**Data under study**
----------------------------------------
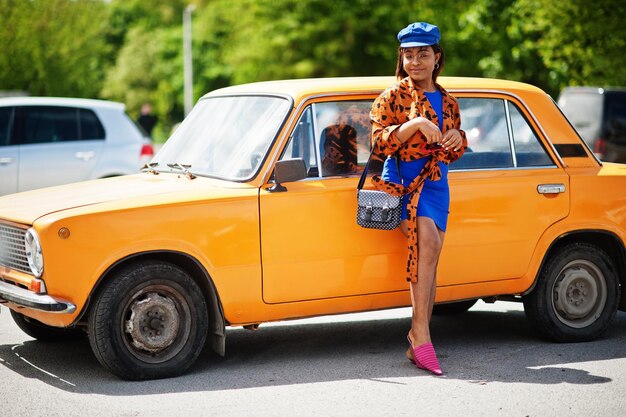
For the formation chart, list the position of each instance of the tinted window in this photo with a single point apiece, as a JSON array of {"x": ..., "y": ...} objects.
[
  {"x": 302, "y": 143},
  {"x": 90, "y": 126},
  {"x": 528, "y": 149},
  {"x": 485, "y": 124},
  {"x": 344, "y": 136},
  {"x": 615, "y": 128},
  {"x": 6, "y": 116},
  {"x": 336, "y": 133},
  {"x": 48, "y": 124}
]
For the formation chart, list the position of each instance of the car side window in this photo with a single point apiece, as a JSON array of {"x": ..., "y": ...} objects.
[
  {"x": 344, "y": 136},
  {"x": 302, "y": 143},
  {"x": 333, "y": 138},
  {"x": 48, "y": 124},
  {"x": 529, "y": 152},
  {"x": 498, "y": 136},
  {"x": 6, "y": 116},
  {"x": 90, "y": 126}
]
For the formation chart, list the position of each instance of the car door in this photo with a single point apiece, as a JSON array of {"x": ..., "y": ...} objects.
[
  {"x": 9, "y": 153},
  {"x": 311, "y": 245},
  {"x": 52, "y": 151},
  {"x": 505, "y": 192}
]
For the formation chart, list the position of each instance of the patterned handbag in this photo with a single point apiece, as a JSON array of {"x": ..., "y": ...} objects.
[{"x": 377, "y": 209}]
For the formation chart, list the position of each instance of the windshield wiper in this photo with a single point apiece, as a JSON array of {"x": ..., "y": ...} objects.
[
  {"x": 150, "y": 167},
  {"x": 183, "y": 168}
]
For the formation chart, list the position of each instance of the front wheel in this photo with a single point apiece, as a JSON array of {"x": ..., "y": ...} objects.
[
  {"x": 149, "y": 321},
  {"x": 576, "y": 295}
]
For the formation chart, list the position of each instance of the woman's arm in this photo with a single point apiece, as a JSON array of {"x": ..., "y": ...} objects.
[{"x": 389, "y": 134}]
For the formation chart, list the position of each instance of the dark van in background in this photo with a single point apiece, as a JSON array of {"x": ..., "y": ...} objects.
[{"x": 599, "y": 115}]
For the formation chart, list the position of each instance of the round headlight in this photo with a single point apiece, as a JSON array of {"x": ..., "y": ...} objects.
[{"x": 33, "y": 252}]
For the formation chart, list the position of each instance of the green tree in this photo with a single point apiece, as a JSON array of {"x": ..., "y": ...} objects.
[
  {"x": 580, "y": 42},
  {"x": 52, "y": 47}
]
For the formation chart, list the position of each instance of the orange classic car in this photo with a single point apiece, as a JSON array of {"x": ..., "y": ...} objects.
[{"x": 247, "y": 215}]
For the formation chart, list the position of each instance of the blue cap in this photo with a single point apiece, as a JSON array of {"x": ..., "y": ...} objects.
[{"x": 419, "y": 34}]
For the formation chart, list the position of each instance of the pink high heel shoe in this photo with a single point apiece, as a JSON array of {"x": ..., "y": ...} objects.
[{"x": 424, "y": 357}]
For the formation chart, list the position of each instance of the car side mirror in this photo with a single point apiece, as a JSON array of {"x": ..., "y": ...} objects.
[{"x": 288, "y": 170}]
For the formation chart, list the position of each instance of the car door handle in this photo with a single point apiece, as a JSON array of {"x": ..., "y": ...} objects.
[
  {"x": 551, "y": 188},
  {"x": 85, "y": 156}
]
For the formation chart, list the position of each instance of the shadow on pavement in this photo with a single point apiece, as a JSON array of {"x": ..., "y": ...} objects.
[{"x": 477, "y": 347}]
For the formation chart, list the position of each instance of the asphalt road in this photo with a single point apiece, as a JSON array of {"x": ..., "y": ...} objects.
[{"x": 349, "y": 365}]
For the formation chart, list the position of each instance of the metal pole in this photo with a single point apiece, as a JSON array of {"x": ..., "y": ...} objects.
[{"x": 187, "y": 58}]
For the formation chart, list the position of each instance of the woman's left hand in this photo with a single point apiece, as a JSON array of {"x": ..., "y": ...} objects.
[{"x": 452, "y": 139}]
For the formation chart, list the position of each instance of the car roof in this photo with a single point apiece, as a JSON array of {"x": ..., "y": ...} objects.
[
  {"x": 591, "y": 89},
  {"x": 60, "y": 101},
  {"x": 309, "y": 87}
]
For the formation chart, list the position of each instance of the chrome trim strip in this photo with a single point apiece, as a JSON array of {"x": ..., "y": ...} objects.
[
  {"x": 25, "y": 298},
  {"x": 509, "y": 126},
  {"x": 316, "y": 138}
]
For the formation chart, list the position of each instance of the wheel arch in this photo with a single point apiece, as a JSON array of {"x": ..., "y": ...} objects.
[
  {"x": 607, "y": 241},
  {"x": 216, "y": 336}
]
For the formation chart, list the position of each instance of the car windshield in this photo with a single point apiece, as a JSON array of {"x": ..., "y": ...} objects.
[{"x": 225, "y": 137}]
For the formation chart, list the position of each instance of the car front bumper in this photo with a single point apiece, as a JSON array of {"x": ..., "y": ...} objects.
[{"x": 25, "y": 298}]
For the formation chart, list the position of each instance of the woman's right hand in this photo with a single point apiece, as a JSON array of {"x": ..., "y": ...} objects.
[{"x": 430, "y": 130}]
----------------------------------------
The material above is to be set down exactly, with pictures removed.

**Solution below**
For the formation chart, list the position of each instance of the tinted window in this photo with a single point apiece, as a JSON array of {"x": ..., "y": ...} objects.
[
  {"x": 302, "y": 143},
  {"x": 90, "y": 126},
  {"x": 528, "y": 149},
  {"x": 485, "y": 124},
  {"x": 344, "y": 136},
  {"x": 615, "y": 128},
  {"x": 6, "y": 116},
  {"x": 336, "y": 133},
  {"x": 48, "y": 124}
]
For the formation chart, list the position of each instance of the car side window in this photo with a single point apiece, as a JSON array of {"x": ..., "y": ...} objects.
[
  {"x": 344, "y": 136},
  {"x": 302, "y": 143},
  {"x": 333, "y": 138},
  {"x": 48, "y": 124},
  {"x": 529, "y": 152},
  {"x": 498, "y": 136},
  {"x": 6, "y": 116},
  {"x": 90, "y": 126}
]
For the formation chart, list the position of each instance of the car door in this photo with a single point apiece, as a JSON array of {"x": ..., "y": ...} objects.
[
  {"x": 9, "y": 153},
  {"x": 311, "y": 245},
  {"x": 52, "y": 151},
  {"x": 505, "y": 192}
]
For the formation chart, list the position of each instance of the patterned handbag in this photo with a single point apiece, as a JSON array of {"x": ..., "y": ...} objects.
[{"x": 377, "y": 209}]
For the formation chart, list the position of each instance of the windshield wiper in this photo with a single point apiece, as a JSON array of {"x": ..., "y": ...} objects.
[
  {"x": 150, "y": 167},
  {"x": 183, "y": 168}
]
For the formation chart, list the position of each instance of the front wheel in this photo with a single point apiece, as a JSON array of {"x": ..., "y": ...} objects.
[
  {"x": 149, "y": 321},
  {"x": 576, "y": 295}
]
For the formation chart, list the position of each instance of the woman's arm in this photo with a single point apiece, as a JSON array of {"x": ..., "y": ...} objects.
[{"x": 389, "y": 134}]
For the formation chart, list the position of each instance of the dark van in background in this photo with a single point apiece, as a JSON array of {"x": ..., "y": ...} objects.
[{"x": 599, "y": 115}]
For the formation chart, list the position of each instance of the round headlight in this photo with a single point apiece, as a JSON array of {"x": ..., "y": ...} objects.
[{"x": 33, "y": 252}]
For the formation chart, list the position of each instance of the green tree in this photo with a single point apiece, as a JSON array of {"x": ..., "y": ...} objects.
[
  {"x": 580, "y": 42},
  {"x": 52, "y": 47}
]
For the formation chart, list the position of each instance of the orange classic car in this photo with a single point apiece, as a JSON array of {"x": ..., "y": ...} objects.
[{"x": 247, "y": 215}]
For the formation chart, list the position of each instance of the blue cap in this photo with a single point apiece, as a JSON array of {"x": ..., "y": ...} objects.
[{"x": 419, "y": 34}]
For the formation chart, list the position of each instance of the pink high heel shoe in this photo with a single point apiece, as a JSON array of {"x": ..., "y": ...} objects.
[{"x": 424, "y": 357}]
For the formation chart, list the position of each instance of the car side mirror in this photo with a single point apiece, as a JSON array of {"x": ..., "y": ...} objects.
[{"x": 288, "y": 170}]
For the formation chart, list the position of each instance of the car door handle in this photo with a single point apiece, as a JSON array of {"x": ..., "y": ...} objects.
[
  {"x": 551, "y": 188},
  {"x": 85, "y": 156}
]
For the formation chart, list the position of each instance of the shadow on pavement in this photo with a single point apiece, as a JSON array of {"x": ..., "y": ...} objects.
[{"x": 477, "y": 347}]
For the formation chart, list the position of each instance of the asphalt road in this photo with a single point apiece, as a JSON array of {"x": ..., "y": ...} objects.
[{"x": 349, "y": 365}]
For the formation chart, list the position of each instance of the metal pole in this photo with a single point apiece, as a JSON array of {"x": ..., "y": ...} objects.
[{"x": 187, "y": 58}]
For the formation chart, list the position of each instance of the woman's left hand in this photo with a single point apiece, as a JSON array of {"x": ..., "y": ...} objects.
[{"x": 452, "y": 139}]
For the formation chart, list the position of each instance of the car roof in this photo with a single point apiece, as a JSON array of {"x": ..., "y": ...} objects.
[
  {"x": 591, "y": 89},
  {"x": 60, "y": 101},
  {"x": 309, "y": 87}
]
For the formation chart, list the position of each instance of the chrome trim strip in this photo with a single point apiece, as a JSON array of {"x": ..., "y": ...} objects.
[
  {"x": 25, "y": 298},
  {"x": 509, "y": 126},
  {"x": 316, "y": 138}
]
For the formation chart, list the position of each instance of the wheel arch in this photo with a single point apiece, as a JSON array of {"x": ..., "y": ...} objects.
[
  {"x": 607, "y": 241},
  {"x": 216, "y": 336}
]
For the formation chart, list the position of each instance of the car windshield in this photo with a single point apiece, as a JSON array of {"x": ..., "y": ...} objects.
[{"x": 225, "y": 137}]
For the formation chart, list the position of each instance of the car front bumper in this photo with a single point apiece, as a JSON array of {"x": ..., "y": ...} objects.
[{"x": 25, "y": 298}]
For the formation chart, list the position of each instance of the woman's right hand in this photo with a single point apiece, as a JSON array of {"x": ..., "y": ...} objects.
[{"x": 430, "y": 130}]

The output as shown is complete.